[What you need to do]
**a.** From the forum thread on C# reference types, return the text starting with "No, both are value type, but" and going on through "No it wasn't.".
**b.** List every distinct UTC time that appears in the "On Wednesday, 12 May 2021 at ... wrote:" attribution lines of the forum thread on C# reference types.
**c.** Continue the forum thread on C# reference types from the point where it stops.

On Wednesday, 12 May 2021 at 01:58:39 UTC, 12345swordy wrote:
> No, classes are reference types, structs are values types in c#.
>
> -Alex

No, both are value type, but in the case of the class, the value contains a reference to the payload that you describe in the class's body. Consider:

class A {}
A a = new A();

void foo(A ainfoo) {
    ainfooo = new A();
}

foo(a);

Was "a" modified here? No it wasn't.

On Wednesday, 12 May 2021 at 02:07:14 UTC, deadalnix wrote:
> On Wednesday, 12 May 2021 at 01:58:39 UTC, 12345swordy wrote:
>> No, classes are reference types, structs are values types in c#.
>>
>> -Alex
>
> No, both are value type,
Wrong.

https://docs.microsoft.com/en-us/dotnet/csharp/language-reference/keywords/reference-types

> but in the case of the class, the value contains a reference to the payload that you describe in the class's body. Consider:
>
> class A {}
> A a = new A();
>
> void foo(A ainfoo) {
>     ainfooo = new A();
> }
>
> foo(a);
>
> Was "a" modified here?
Yes. A is being replace with the new instance of A that happens to have the same value here. There is no guarantee that they will share the same address.

- Alex

On Wednesday, 12 May 2021 at 02:21:06 UTC, 12345swordy wrote:
> On Wednesday, 12 May 2021 at 02:07:14 UTC, deadalnix wrote:
>> On Wednesday, 12 May 2021 at 01:58:39 UTC, 12345swordy wrote:
>>> No, classes are reference types, structs are values types in c#.
>>>
>>> -Alex
>>
>> No, both are value type,
> Wrong.
>
> https://docs.microsoft.com/en-us/dotnet/csharp/language-reference/keywords/reference-types
>
>> but in the case of the class, the value contains a reference to the payload that you describe in the class's body. Consider:
>>
>> class A {}
>> A a = new A();
>>
>> void foo(A ainfoo) {
>>     ainfooo = new A();
>> }
>>
>> foo(a);
>>
>> Was "a" modified here?
> Yes. A is being replace with the new instance of A that happens to have the same value here. There is no guarantee that they will share the same address.
>
> - Alex

In layman terms, just because I can replace the item in the box with the exact same box, it does not mean the box hasn't been modified.

- Alex

On Wednesday, 12 May 2021 at 02:22:52 UTC, 12345swordy wrote:
> On Wednesday, 12 May 2021 at 02:21:06 UTC, 12345swordy wrote:
>> On Wednesday, 12 May 2021 at 02:07:14 UTC, deadalnix wrote:
>>> On Wednesday, 12 May 2021 at 01:58:39 UTC, 12345swordy wrote:
>>>> No, classes are reference types, structs are values types in c#.
>>>>
>>>> -Alex
>>>
>>> No, both are value type,
>> Wrong.
>>
>> https://docs.microsoft.com/en-us/dotnet/csharp/language-reference/keywords/reference-types
>>
>>> but in the case of the class, the value contains a reference to the payload that you describe in the class's body. Consider:
>>>
>>> class A {}
>>> A a = new A();
>>>
>>> void foo(A ainfoo) {
>>>     ainfooo = new A();
>>> }
>>>
>>> foo(a);
>>>
>>> Was "a" modified here?

(A run of records)
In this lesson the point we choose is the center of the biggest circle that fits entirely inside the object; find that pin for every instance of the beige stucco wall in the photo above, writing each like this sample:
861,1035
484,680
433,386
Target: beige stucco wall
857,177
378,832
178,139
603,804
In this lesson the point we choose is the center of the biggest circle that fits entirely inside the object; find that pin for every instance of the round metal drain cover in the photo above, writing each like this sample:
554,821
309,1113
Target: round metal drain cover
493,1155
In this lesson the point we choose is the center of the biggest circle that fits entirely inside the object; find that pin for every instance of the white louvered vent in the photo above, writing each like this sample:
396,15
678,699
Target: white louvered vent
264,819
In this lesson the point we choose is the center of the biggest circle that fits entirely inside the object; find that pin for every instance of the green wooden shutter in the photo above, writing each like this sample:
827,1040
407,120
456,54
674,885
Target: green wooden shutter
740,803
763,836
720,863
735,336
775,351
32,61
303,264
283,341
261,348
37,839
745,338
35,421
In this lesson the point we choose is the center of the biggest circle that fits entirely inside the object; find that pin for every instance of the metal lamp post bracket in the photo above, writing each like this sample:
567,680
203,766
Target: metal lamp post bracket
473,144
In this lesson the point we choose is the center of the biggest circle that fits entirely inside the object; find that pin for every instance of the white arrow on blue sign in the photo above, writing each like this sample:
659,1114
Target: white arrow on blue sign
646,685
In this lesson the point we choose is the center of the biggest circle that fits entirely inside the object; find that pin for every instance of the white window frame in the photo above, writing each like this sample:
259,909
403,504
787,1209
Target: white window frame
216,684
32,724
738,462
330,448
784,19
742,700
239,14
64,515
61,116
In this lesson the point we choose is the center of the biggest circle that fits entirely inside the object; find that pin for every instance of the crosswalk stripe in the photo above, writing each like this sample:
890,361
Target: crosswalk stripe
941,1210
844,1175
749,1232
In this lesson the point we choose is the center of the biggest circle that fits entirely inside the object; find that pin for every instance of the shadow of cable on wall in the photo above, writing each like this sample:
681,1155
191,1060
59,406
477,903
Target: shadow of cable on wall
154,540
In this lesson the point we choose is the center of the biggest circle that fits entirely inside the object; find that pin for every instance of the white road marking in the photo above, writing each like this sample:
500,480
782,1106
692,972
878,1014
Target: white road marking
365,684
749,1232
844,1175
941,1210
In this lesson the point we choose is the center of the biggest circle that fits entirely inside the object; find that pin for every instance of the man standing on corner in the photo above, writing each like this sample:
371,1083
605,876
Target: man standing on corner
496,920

[Written answers]
**a.**
No, both are value type, but in the case of the class, the value contains a reference to the payload that you describe in the class's body. Consider:

class A {}
A a = new A();

void foo(A ainfoo) {
    ainfooo = new A();
}

foo(a);

Was "a" modified here? No it wasn't.

**b.**
01:58:39
02:07:14
02:21:06
02:22:52

**c.**
>> Yes. A is being replace with the new instance of A that happens to have the same value here. There is no guarantee that they will share the same address.
>>
>> - Alex
>
> In layman terms, just because I can replace the item in the box with the exact same box, it does not mean the box hasn't been modified.
>
> - Alex
Woops, meant to say "with the exact same item."

-Alex

On Wednesday, 12 May 2021 at 02:21:06 UTC, 12345swordy wrote:
> Yes. A is being replace with the new instance of A that happens to have the same value here. There is no guarantee that they will share the same address.
>
> - Alex

You might want to reconsider how sure of yourself you are. For instance by opening https://replit.com/languages/csharp and running the following code in there:

using System;

class A {
  int i;
  public A(int i_) { i = i_; }
  public int getI() { return i; }
}

class Program {
  static void Main(string[] args) {
    A a = new A(15);
    Console.WriteLine(a.getI());
    foo(a);
    Console.WriteLine(a.getI());
  }

  static void foo(A ainfoo) {
    ainfoo = new A(23);
    Console.WriteLine(ainfoo.getI());
  }
}

On Tuesday, 11 May 2021 at 21:36:46 UTC, Andrei Alexandrescu wrote:
>> I apologize for injecting myself into this conversation, but with all due respect, what the hell are you talking about? Everything Deadalnix is saying makes perfect sense - it's basic type theory, and yet you're accusing him of moving goalposts and making up definitions, etc. The problem is that `isSomeString` doesn't respect the LSP and the template constraints on the relevant stdlib functions for enums are a hack to work around that. End of story. if `isSomeString` was defined sensibly, these template constraint hacks would not have to exist.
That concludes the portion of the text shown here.